# [Supplied passage]
::::::::
Food for Thought, Reflection, Teacher Feature 2 Comments »

As the Canadian school year officially draws to a close today, I thought I’d take time to reflect on the future.

The Future - Yogi Berra

Teacher Feature #30 – Yogi Berra – June, 2013

To help readers understand my “future perspective”, I thought I’d share the process I use to create my monthly “Teacher Feature”. My procedure is based on an activity I created called “Image with a Message“. I maintain a list of thought-provoking, educationally-related quotations. Whenever I wish to create a “Teacher Feature” image, I choose an appropriate quotation. Next, I use the Flickr advanced search process to select a Creative Commons-licensed image which gives one permission to “modify, adapt, or build upon”. After downloading the appropriate image, I insert it into PowerPoint, add the quotation and Flickr URL credit line, and save the resulting slide as a “Teacher Feature” image.

While searching my list for an applicable June “Teacher Feature” quotation, I thought that Yogi Berra’s statement about the future seemed fitting. In particular, the future of education has changed dramatically over the years as technology and the Internet resources have impacted on students and staff.

When I began teaching Grades 7 & 8 Mathematics, the future was so much simpler. As a new  teacher, I could focus exclusively on curriculum. For me, there were fewer non-classroom-related issues. By comparison, today’s teachers have to worry about a plethora of responsibilities and are often forced to teach a multitude of different subjects to a wide variety of student needs.

True, I did “network” and share resources and ideas with other Mathematics-teaching colleagues in our school. However, with the introduction of technology, the Internet, email, blogs and a host of social media apps, teachers today can “connect” with teachers within their same school with the same ease as like-minded teachers throughout the world.
::::::::
# [Brief A]
According to the teacher's reflection, what grades and subject did the writer teach at the start of a teaching career?
# [Brief B]
Please carry on the teacher's reflection, picking up right after its final sentence.

# [Given information]
::::::::
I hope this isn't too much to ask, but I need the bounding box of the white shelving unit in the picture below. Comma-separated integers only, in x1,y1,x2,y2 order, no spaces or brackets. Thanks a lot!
::::::::
# [Answer A]
Grades 7 and 8 Mathematics.

# [Answer B]
Without a doubt, I believe the key to survival of overworked educators is to belong to a supportive Personal Learning Network (PLN). To better understand what my PLN means to me, I encourage readers to peruse my earlier post entitled “My PLN: A Teacher’s Resource“. In fact, it was a serendipitous sharing opportunity that motivated me to write about the power of joining a PLN to be better prepared for the future.

As you recall, I had already selected Yogi Berra’s quotation “The future ain’t what it used to be.” Normally, I would have proceeded to the advanced Flickr search to find an image that I could use to enhance the quotation. However, I first happened to check a series of tweets of individuals and educators that I follow on Twitter.

In scanning my tweet feeds, I was intrigued by the following “Cloud busting” message shared by Darren Kuropatwa. Darren is a talented Curriculum Coordinator for Digital Learning with the St. James Assiniboia School Division. When I clicked on the link in Darren’s tweet, his creative Instagram image was displayed.

Darren Kuropatwa Tweet

Darren’s innovative image of clouds, viewed through a pair of glasses, was a perfect image to complement Yogi Berra’s quote about the future. So, it was Darren’s sharing of his creative image, that motivated me to write this June’s “Teacher Feature”.

Below his innovative image of clouds viewed through a pair of glasses, Darren asks viewers “What do you see?” ….

I see educators connecting and sharing resources so that the future with technology can be an exciting place where students and teachers learn together.

Take care & keep smiling :-)

Larger Image: Brian Metcalfe’s Teacher Feature “photostream”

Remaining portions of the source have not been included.